--- BEGIN ---
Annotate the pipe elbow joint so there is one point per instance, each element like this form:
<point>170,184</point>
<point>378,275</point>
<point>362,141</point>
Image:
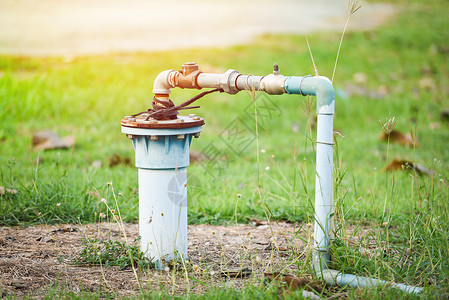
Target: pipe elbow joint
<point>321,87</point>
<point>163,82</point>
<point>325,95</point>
--- END ---
--- BEGIN ---
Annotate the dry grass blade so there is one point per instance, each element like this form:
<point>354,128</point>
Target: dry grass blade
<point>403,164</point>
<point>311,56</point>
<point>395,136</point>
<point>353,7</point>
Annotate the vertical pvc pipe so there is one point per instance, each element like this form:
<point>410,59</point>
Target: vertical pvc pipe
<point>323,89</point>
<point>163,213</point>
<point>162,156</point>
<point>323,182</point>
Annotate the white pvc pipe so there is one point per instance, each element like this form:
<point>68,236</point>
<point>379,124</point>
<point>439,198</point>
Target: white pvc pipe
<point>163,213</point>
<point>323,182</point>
--- END ---
--- BEGIN ---
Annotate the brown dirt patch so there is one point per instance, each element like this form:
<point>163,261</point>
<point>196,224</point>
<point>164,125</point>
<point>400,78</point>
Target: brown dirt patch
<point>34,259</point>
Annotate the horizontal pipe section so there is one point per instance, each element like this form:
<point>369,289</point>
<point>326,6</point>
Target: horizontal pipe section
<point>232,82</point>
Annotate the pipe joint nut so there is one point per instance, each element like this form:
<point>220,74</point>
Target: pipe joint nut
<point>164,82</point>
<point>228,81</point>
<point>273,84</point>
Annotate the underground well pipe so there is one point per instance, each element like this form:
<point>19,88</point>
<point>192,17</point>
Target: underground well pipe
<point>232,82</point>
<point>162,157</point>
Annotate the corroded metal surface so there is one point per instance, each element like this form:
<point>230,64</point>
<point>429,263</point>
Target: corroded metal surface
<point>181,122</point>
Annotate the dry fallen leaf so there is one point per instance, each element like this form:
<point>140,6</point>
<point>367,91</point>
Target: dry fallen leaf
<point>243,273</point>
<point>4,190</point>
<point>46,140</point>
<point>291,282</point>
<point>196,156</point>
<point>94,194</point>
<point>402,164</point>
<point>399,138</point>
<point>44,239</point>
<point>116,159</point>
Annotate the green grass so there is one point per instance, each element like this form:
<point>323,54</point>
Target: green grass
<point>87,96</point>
--- END ---
* [Work instructions]: Reproduce every line in the records, requests included, starting with the line that contains "Annotate the corroded" and going on through the line that contains "<point>87,96</point>", rescaling each answer coordinate by 0.45 and rounding it to a whole number, with halves rounded up. Keep the requests and their sample points unchanged, and return only these lines.

* [Task output]:
Annotate the corroded metal surface so there is one point per instance, each element like this form:
<point>230,64</point>
<point>429,263</point>
Target: corroded metal surface
<point>81,55</point>
Annotate the dry fallen leaf so there is one point per instance, each element like this form:
<point>140,6</point>
<point>367,91</point>
Target: dry fallen leaf
<point>109,123</point>
<point>2,86</point>
<point>21,63</point>
<point>131,127</point>
<point>88,70</point>
<point>42,87</point>
<point>181,74</point>
<point>180,62</point>
<point>20,108</point>
<point>52,72</point>
Annotate the green grass so there is one point per instance, each element like this form:
<point>323,54</point>
Target: green grass
<point>39,43</point>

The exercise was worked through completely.